To do
A. Could you rewrite the paragraph of the de Lattre de Tassigny biography that begins "In 1932 he was promoted" as a short list that keeps its main facts?
B. Can you output, word for word, the part of the de Lattre de Tassigny biography starting at "Born on the" and ending at "college in Poitiers."?

Exercise passage
Jean-Marie de Lattre de Tassigny

1889-1952
Portrait of Marshal de Lattre de Tassigny. Source: www.lesfeuillants.com/Vivre/site_150eme/p7.htm

 

Born on the 2nd February 1889 in Mouilleron-en-Pareds, in the Vendée, into an old aristocratic family from French Flanders, Jean-Marie de Lattre de Tassigny received a first class education at Saint Joseph's college in Poitiers.

Military career

From 1898 until 1904 he trained at the naval School and was accepted by Saint-Cyr in 1908. He took classes at the 29th Dragoons in Provins. He was a pupil at Saint-Cyr from 1909 until 1911, in the "Mauritania" class where he came fourth in his year. In 1911 he attended the school of cavalry in Saumur. In 1912 he was posted to the 12th Dragoons in Pont-à-Mousson and then to the front. During the First World War he was captain of the 93rd infantry regiment and ended the war with 4 injuries and 8 commendations. He was then posted to the 49th infantry regiment in Bayonne from 1919 to 1921. In 1921 he was sent to Morocco to the 3rd bureau and to the headquarters for the Taza region until 1926. From 1927 to 1929 he took courses at the French war college with the 49th class. He married Simone de Lamazière in 1927 and they had a son in 1928. In 1929 he became Head of Battalion to the 5th infantry regiment at Coulommiers.

In 1932 he was promoted to the high command of the army and then to that of General Maxime Weygand, Vice-President of the Upper War Council, as Lieutenant Colonel. In 1935 he became Colonel, commanding the 151st infantry regiment at Metz. Between 1937 and 1938 he took courses at the centre of higher military studies and in 1938 became the governor of Strasbourg's Chief of Staff.

Second World War

Promoted to Brigade General on the 23rd March 1939, by the 2nd September 1939 he was Chief of Staff of the 5th army. On the 1st January 1940 he took command of the 14th infantry division, which he commanded during the confrontations with the Wehrmacht at Rethel, where his division held out heroically, as far as Champagne and the Yonne, miraculously maintaining its military cohesion in the middle of all the chaos of the debacle. From July 1940 until September 1941, he was deputy to the Commanding General of the 13th military region at Clermont-Ferrand and then became Division General, commanding troops in Tunisia until the end of 1941. He subsequently commanded the 16th division at Montpellier and was promoted to General of the army corps. When the Free Zone was invaded by German troops, he refused to obey the order not to fight and was arrested. He was sentenced to 10 years in prison by the State tribunal of the Lyon section. Managing to escape from Riom prison on the 3rd September 1943, he went to London and then on to Algiers, arriving on the 20th December 1943, after promotion to the rank of Army General by General de Gaulle on the 11th November 1943. In December 1943 he commanded the B army, which became the first French army. He landed in Provence on the 16th August 1944, took Toulon and Marseille, headed back up the Rhone valley and then the Rhine, liberating the Alsace, entering Germany and advancing as far as the Danube. He represented France at the signing of the armistice on the 8th May 1945 in Berlin at the headquarters of Marshal Joukov.

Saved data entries
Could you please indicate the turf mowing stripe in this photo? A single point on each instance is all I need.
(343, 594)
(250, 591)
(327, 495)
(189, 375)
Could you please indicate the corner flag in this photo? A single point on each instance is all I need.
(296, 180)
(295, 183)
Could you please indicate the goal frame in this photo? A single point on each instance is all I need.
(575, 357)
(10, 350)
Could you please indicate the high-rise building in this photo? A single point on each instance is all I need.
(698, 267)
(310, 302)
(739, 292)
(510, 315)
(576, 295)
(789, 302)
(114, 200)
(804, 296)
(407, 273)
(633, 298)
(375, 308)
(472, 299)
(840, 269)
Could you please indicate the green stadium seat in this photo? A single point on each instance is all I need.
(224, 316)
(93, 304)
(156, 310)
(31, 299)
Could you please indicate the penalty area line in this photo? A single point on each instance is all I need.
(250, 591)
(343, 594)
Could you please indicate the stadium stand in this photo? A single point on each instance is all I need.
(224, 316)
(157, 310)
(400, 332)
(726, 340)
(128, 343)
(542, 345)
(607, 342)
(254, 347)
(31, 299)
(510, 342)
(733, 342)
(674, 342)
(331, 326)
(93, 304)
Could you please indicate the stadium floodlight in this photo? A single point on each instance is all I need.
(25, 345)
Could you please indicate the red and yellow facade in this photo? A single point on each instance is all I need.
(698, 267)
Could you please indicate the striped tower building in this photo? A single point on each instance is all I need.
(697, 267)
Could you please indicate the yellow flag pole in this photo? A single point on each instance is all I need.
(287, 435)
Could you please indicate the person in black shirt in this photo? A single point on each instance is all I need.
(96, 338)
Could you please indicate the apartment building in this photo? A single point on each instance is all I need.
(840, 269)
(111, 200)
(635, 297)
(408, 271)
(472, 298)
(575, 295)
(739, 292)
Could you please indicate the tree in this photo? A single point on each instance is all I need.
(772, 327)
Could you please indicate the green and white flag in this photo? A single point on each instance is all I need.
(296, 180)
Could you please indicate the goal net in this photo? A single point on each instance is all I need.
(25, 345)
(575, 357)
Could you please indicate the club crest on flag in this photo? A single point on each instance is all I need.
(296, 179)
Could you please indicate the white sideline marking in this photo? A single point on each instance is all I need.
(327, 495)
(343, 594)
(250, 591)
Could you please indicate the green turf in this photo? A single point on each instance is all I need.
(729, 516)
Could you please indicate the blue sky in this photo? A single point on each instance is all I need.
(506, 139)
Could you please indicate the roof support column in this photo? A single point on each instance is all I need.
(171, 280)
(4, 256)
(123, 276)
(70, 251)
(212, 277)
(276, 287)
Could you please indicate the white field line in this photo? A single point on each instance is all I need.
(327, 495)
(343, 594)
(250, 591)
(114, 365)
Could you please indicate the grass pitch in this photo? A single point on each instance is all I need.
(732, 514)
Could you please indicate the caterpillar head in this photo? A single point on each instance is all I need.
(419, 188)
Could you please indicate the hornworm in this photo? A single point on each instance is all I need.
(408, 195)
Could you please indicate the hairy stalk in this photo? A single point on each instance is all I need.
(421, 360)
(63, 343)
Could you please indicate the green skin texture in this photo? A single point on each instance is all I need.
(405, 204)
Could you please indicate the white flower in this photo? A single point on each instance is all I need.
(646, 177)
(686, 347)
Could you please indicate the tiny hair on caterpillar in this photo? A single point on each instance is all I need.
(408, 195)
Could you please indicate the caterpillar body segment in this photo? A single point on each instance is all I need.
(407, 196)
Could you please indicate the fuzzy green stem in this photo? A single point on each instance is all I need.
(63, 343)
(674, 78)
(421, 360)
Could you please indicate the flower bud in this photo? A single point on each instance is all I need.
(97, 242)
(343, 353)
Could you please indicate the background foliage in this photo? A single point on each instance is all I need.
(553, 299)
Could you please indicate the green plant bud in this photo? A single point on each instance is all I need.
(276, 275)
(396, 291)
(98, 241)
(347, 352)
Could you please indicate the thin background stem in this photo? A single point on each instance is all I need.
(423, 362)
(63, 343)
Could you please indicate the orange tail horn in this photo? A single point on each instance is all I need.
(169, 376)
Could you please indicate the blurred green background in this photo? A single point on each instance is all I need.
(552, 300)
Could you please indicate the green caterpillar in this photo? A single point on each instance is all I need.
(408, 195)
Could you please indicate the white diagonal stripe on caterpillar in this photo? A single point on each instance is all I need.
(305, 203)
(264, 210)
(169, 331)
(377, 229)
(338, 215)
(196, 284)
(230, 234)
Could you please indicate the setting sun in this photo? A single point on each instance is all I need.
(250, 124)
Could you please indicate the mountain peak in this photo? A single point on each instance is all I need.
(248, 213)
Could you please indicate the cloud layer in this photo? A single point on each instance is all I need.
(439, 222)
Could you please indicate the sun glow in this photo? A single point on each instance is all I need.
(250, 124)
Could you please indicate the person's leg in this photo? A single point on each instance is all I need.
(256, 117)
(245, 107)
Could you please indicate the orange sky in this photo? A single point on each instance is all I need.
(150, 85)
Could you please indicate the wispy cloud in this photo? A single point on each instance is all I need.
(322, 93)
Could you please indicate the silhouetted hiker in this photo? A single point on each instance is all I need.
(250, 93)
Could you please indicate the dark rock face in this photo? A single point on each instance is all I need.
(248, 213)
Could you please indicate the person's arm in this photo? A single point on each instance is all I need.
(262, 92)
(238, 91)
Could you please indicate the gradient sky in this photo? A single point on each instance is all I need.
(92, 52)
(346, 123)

Exercise answers
A.
- 1932: promoted to the army's high command, then to that of General Maxime Weygand, Vice-President of the Upper War Council, as Lieutenant Colonel
- 1935: became Colonel, commanding the 151st infantry regiment at Metz
- 1937–1938: took courses at the centre of higher military studies
- 1938: became Chief of Staff to the governor of Strasbourg

B.
Born on the 2nd February 1889 in Mouilleron-en-Pareds, in the Vendée, into an old aristocratic family from French Flanders, Jean-Marie de Lattre de Tassigny received a first class education at Saint Joseph's college in Poitiers.